### AVAILABLE RECORDS
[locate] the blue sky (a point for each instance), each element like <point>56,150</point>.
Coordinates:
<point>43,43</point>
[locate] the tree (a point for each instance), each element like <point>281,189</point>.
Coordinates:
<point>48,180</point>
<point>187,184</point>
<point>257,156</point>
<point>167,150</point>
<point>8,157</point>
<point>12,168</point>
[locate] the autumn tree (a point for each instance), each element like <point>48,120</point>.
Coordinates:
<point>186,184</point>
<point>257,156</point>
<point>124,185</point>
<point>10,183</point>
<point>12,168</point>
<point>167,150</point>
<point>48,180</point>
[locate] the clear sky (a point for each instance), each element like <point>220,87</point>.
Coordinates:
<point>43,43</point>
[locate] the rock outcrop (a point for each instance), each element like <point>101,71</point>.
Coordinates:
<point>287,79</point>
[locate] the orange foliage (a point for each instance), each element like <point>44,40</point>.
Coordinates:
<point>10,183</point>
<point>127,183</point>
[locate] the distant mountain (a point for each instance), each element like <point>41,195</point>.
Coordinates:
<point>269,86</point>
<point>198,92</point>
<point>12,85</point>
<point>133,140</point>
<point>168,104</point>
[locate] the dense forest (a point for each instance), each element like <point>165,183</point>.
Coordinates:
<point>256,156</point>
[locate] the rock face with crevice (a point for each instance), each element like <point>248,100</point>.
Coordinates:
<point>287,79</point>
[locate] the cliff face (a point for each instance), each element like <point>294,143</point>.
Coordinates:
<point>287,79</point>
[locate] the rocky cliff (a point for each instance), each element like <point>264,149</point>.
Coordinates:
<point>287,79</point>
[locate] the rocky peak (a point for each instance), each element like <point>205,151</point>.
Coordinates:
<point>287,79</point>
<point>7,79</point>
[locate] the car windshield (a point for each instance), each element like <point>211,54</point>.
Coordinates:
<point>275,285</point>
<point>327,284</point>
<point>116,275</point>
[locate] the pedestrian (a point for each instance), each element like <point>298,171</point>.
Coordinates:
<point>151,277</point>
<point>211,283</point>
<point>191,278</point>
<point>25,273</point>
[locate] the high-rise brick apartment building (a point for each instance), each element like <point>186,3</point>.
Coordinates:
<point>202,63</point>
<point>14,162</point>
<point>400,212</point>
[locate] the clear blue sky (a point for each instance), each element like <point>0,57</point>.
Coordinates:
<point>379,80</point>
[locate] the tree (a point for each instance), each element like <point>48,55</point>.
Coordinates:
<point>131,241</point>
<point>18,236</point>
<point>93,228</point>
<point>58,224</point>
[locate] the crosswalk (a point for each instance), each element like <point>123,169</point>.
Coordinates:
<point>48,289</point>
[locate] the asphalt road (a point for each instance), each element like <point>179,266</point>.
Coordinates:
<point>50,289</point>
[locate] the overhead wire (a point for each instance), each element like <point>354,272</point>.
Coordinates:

### PROBLEM
Please extract every one of the items above and reproduce them verbatim, in their original order.

### TASK ANSWER
[locate] the blue sky (a point for each instance), each element like <point>56,150</point>.
Coordinates:
<point>43,43</point>
[locate] the tree (a point for each instance), each element like <point>281,189</point>.
Coordinates:
<point>48,180</point>
<point>187,184</point>
<point>257,156</point>
<point>167,150</point>
<point>8,157</point>
<point>12,168</point>
[locate] the autumn tree (a point for each instance), each element like <point>48,120</point>.
Coordinates:
<point>186,184</point>
<point>257,156</point>
<point>124,185</point>
<point>10,183</point>
<point>12,168</point>
<point>167,150</point>
<point>48,180</point>
[locate] the clear sky (a point for each instance), each element like <point>220,87</point>.
Coordinates:
<point>43,43</point>
[locate] the rock outcrop (a point for each instance), each element like <point>101,71</point>.
Coordinates:
<point>287,79</point>
[locate] the orange foliage (a point for each instance), each element like <point>44,40</point>.
Coordinates:
<point>10,183</point>
<point>127,183</point>
[locate] the distant mountain (a point for each instance), each element like <point>41,195</point>.
Coordinates:
<point>269,86</point>
<point>198,92</point>
<point>12,85</point>
<point>133,140</point>
<point>168,104</point>
[locate] the dense forest (a point for each instance), each element like <point>165,183</point>.
Coordinates:
<point>256,156</point>
[locate] the rock face with crevice (a point for each instance), each element like <point>248,100</point>.
Coordinates:
<point>287,79</point>
[locate] the cliff face (a point for each instance), each element like <point>294,143</point>.
Coordinates:
<point>287,79</point>
[locate] the rocky cliff (a point for each instance), each element like <point>264,149</point>.
Coordinates:
<point>287,79</point>
[locate] the rocky peak (a point for each instance), each element like <point>205,151</point>.
Coordinates:
<point>287,79</point>
<point>7,79</point>
[locate] the car windshield (a point for each instance), each element like <point>211,54</point>.
Coordinates:
<point>275,285</point>
<point>327,284</point>
<point>116,275</point>
[locate] the pedestrian (a point for each instance), each element like <point>298,171</point>.
Coordinates:
<point>151,277</point>
<point>211,283</point>
<point>191,278</point>
<point>25,273</point>
[locate] the high-rise brick apartment building (a point for each instance), each element like <point>186,3</point>.
Coordinates:
<point>202,63</point>
<point>14,162</point>
<point>400,212</point>
[locate] the clear blue sky (a point for each instance), each element like <point>0,57</point>.
Coordinates:
<point>379,80</point>
[locate] the tree (a point for each instance), each element like <point>48,55</point>.
Coordinates:
<point>131,241</point>
<point>18,236</point>
<point>93,228</point>
<point>58,224</point>
[locate] the crosswalk (a point for each instance), each element like <point>123,169</point>.
Coordinates:
<point>48,289</point>
[locate] the asphalt road (a point for each instance), each element like <point>179,266</point>.
Coordinates:
<point>50,289</point>
[locate] the overhead wire (a point for each instance), each element like <point>354,272</point>.
Coordinates:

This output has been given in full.